━━ Entries ━━
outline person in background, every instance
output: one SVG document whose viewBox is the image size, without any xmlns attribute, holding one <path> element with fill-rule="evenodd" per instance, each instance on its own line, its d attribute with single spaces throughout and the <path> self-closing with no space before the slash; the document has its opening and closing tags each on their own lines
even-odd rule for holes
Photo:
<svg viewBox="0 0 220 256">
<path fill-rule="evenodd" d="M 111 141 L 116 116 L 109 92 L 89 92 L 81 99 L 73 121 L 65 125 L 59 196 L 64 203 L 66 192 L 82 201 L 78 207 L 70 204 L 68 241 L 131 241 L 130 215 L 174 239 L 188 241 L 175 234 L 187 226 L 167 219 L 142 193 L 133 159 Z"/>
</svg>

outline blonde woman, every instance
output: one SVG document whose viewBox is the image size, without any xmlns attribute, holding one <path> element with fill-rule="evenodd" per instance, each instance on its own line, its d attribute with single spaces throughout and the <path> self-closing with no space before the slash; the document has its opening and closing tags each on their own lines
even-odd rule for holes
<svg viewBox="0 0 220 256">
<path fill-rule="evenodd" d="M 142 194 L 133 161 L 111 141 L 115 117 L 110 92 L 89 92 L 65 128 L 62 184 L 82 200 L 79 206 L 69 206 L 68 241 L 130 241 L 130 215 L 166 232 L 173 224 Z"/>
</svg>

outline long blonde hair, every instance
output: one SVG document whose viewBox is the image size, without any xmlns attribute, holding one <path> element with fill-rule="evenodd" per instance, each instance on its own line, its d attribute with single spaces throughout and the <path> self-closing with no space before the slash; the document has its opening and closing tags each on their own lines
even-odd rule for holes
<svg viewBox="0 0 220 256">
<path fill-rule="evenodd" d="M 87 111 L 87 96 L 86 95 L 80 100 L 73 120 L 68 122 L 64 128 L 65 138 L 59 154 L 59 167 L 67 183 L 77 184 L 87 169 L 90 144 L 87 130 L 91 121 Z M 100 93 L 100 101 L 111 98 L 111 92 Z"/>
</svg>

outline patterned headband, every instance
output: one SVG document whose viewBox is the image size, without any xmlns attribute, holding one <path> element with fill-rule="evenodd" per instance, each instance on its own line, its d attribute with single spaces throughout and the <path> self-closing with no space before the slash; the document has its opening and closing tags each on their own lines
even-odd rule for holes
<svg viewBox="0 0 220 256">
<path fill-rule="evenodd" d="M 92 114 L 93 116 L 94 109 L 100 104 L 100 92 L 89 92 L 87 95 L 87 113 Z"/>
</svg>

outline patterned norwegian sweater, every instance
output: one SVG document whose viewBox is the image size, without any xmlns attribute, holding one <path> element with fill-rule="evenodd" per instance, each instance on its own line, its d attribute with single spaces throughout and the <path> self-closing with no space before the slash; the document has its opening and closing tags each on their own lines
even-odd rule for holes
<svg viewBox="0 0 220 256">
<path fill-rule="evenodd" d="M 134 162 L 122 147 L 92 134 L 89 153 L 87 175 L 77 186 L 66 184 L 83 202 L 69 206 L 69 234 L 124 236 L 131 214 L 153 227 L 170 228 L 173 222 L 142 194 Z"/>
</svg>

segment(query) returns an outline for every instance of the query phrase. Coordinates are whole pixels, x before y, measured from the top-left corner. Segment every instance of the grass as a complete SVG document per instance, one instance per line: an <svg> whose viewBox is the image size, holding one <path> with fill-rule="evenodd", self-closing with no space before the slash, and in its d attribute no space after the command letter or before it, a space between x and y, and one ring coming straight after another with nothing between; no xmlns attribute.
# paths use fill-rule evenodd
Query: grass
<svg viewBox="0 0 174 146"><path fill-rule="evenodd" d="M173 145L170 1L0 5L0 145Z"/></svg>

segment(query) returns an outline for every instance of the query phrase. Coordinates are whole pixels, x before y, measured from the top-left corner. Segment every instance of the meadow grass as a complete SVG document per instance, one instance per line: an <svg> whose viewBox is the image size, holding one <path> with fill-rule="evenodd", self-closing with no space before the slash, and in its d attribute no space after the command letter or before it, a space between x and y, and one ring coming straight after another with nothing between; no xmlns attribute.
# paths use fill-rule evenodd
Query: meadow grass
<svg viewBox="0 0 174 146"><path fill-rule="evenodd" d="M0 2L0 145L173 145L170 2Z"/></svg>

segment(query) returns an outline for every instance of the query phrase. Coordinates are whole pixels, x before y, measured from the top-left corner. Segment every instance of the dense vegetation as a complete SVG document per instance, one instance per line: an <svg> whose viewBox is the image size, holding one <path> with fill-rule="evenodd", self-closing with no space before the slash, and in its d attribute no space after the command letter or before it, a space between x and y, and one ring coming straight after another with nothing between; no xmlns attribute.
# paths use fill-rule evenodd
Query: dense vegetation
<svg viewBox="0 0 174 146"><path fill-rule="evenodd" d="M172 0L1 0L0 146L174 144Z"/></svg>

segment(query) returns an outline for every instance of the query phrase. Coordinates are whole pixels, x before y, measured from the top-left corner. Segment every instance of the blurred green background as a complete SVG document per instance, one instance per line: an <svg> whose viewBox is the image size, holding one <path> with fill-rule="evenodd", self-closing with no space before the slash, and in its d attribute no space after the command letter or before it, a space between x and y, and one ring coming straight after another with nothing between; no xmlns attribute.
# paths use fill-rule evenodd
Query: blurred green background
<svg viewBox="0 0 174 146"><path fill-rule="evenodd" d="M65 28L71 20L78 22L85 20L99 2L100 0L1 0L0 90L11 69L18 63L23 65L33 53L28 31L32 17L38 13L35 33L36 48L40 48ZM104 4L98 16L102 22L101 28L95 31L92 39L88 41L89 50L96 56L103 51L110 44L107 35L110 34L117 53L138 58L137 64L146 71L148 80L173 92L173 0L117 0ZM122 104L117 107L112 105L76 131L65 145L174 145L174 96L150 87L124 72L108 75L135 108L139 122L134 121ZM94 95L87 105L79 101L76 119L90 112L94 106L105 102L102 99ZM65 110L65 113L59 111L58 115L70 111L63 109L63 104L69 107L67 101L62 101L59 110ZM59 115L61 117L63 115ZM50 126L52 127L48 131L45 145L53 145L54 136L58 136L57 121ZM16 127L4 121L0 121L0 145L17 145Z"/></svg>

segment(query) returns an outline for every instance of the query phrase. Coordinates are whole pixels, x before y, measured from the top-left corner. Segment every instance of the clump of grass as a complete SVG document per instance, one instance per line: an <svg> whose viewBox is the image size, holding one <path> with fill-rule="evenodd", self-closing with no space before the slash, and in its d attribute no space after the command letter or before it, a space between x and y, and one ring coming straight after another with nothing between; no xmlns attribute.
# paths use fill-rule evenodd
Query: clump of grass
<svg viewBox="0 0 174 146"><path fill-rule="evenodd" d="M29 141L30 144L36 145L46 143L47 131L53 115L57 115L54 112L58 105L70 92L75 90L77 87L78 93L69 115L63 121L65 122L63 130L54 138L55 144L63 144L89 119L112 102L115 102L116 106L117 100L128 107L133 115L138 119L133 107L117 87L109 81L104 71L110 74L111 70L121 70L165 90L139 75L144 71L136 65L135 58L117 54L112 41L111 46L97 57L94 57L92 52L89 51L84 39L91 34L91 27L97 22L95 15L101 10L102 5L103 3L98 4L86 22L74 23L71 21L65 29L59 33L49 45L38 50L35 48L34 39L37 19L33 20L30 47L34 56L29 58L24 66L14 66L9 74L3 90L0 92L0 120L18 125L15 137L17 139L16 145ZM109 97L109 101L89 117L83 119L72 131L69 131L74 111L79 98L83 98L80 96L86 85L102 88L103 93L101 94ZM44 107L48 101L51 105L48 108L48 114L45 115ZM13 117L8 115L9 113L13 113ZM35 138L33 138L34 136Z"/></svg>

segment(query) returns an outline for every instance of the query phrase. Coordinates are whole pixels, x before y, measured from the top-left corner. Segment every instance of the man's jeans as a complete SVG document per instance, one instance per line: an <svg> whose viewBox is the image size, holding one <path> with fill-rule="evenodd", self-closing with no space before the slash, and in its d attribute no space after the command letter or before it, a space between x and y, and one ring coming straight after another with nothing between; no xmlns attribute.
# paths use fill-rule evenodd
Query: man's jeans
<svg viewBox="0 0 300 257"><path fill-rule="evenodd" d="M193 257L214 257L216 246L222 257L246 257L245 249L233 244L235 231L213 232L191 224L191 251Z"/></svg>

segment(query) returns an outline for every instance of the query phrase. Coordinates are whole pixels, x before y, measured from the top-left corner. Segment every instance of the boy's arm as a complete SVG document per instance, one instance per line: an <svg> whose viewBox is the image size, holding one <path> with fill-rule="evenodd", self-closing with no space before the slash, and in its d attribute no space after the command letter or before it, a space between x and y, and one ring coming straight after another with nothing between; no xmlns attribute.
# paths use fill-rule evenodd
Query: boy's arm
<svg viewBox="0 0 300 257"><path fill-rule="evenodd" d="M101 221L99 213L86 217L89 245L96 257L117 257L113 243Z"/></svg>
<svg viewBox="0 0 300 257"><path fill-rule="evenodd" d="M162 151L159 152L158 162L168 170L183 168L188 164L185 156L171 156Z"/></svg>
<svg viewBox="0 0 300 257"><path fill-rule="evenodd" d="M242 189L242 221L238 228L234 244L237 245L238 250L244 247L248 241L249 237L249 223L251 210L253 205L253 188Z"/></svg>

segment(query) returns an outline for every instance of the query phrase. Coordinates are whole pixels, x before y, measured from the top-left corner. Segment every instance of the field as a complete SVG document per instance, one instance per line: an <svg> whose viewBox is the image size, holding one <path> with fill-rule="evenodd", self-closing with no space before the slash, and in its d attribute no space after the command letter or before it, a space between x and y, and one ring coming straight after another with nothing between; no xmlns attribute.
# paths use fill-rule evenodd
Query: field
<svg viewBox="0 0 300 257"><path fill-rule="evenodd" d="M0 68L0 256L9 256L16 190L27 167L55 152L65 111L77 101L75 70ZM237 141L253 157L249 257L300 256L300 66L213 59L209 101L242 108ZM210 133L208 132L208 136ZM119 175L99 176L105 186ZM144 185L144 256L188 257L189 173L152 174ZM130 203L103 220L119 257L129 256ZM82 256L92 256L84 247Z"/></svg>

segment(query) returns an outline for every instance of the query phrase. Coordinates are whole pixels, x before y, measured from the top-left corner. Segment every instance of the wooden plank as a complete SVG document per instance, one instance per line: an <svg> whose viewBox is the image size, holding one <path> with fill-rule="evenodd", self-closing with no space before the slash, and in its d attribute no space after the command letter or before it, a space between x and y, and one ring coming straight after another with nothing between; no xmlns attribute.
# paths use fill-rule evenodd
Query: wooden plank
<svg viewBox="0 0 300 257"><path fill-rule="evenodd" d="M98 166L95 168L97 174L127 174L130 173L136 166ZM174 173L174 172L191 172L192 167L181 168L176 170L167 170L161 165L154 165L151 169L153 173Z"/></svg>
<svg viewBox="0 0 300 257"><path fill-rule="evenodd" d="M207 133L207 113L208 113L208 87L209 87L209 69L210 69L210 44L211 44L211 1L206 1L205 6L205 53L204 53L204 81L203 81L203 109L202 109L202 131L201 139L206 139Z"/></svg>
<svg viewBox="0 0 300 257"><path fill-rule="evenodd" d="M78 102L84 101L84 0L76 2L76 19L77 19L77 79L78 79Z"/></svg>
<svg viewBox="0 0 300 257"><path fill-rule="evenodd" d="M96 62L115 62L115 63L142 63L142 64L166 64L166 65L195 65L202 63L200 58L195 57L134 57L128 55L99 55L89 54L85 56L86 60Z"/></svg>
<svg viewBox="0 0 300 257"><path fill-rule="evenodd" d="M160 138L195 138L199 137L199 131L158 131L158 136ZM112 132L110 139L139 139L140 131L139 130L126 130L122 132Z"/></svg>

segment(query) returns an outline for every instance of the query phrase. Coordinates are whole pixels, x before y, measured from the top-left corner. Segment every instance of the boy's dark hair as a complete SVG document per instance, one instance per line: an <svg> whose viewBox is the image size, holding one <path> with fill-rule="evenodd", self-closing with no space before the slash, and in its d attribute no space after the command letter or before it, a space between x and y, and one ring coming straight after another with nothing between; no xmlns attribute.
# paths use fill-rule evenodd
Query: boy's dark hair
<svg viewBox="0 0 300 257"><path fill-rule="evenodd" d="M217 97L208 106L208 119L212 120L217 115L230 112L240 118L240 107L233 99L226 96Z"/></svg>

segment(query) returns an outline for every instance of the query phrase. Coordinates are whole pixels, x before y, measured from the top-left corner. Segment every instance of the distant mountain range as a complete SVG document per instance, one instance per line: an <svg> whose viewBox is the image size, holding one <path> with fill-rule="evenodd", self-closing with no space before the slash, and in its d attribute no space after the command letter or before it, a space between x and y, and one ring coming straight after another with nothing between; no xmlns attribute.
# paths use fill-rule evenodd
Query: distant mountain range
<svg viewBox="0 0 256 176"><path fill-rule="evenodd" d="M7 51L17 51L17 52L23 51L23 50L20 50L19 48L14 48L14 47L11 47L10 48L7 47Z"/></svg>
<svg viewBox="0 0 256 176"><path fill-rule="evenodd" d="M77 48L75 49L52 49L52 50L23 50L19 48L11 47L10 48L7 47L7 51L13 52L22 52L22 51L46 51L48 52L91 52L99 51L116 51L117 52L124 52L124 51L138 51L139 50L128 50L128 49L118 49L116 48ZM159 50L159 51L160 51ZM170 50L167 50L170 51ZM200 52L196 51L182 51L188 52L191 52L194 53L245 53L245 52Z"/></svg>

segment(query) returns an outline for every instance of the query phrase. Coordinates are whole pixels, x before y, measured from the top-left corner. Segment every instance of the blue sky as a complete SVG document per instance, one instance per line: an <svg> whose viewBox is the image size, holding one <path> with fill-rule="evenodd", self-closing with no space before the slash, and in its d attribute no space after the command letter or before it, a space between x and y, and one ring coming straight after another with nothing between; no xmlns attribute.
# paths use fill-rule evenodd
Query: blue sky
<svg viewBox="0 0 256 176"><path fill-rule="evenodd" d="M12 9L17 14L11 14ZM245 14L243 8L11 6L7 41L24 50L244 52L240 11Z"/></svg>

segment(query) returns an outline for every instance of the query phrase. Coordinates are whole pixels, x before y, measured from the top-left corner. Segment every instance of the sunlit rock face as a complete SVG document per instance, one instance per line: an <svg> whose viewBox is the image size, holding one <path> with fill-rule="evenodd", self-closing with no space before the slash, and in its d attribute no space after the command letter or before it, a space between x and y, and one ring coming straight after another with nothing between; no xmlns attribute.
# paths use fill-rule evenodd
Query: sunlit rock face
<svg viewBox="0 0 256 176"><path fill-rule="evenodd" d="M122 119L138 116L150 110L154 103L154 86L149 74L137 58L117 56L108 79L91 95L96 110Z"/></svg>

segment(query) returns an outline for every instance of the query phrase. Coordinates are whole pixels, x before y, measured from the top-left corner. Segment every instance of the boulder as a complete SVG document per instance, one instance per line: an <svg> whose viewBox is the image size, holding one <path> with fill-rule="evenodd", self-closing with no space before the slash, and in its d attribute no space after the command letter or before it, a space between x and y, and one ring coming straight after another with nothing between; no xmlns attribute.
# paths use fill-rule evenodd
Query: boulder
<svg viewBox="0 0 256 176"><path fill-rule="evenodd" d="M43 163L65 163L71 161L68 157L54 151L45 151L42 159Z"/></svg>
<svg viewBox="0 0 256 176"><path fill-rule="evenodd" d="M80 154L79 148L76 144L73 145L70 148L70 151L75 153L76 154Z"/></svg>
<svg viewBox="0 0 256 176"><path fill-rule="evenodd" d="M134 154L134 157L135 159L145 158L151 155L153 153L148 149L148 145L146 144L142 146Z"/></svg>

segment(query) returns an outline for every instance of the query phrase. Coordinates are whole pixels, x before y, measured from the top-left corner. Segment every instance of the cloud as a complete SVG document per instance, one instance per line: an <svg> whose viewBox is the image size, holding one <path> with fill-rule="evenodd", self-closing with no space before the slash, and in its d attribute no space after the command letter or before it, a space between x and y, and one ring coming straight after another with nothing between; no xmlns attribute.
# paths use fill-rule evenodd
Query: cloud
━━━
Task directions
Reproduce word for word everything in the listing from the line containing "of the field" down to the line containing "Query: field", including both of those lines.

The completed task
segment(query) returns an outline for every instance of the query phrase. Coordinates are whole pixels, x before y, measured from the top-left corner. Segment every instance of the field as a complete SVG document per instance, one instance per line: an <svg> whose viewBox is the image size, holding one <path> with fill-rule="evenodd", self-closing with no space before the slash, and in its d attribute no space after the command letter or before it, a space between x and y, and one ring coming straight after another with nothing between; no xmlns attribute.
# paths use fill-rule evenodd
Query: field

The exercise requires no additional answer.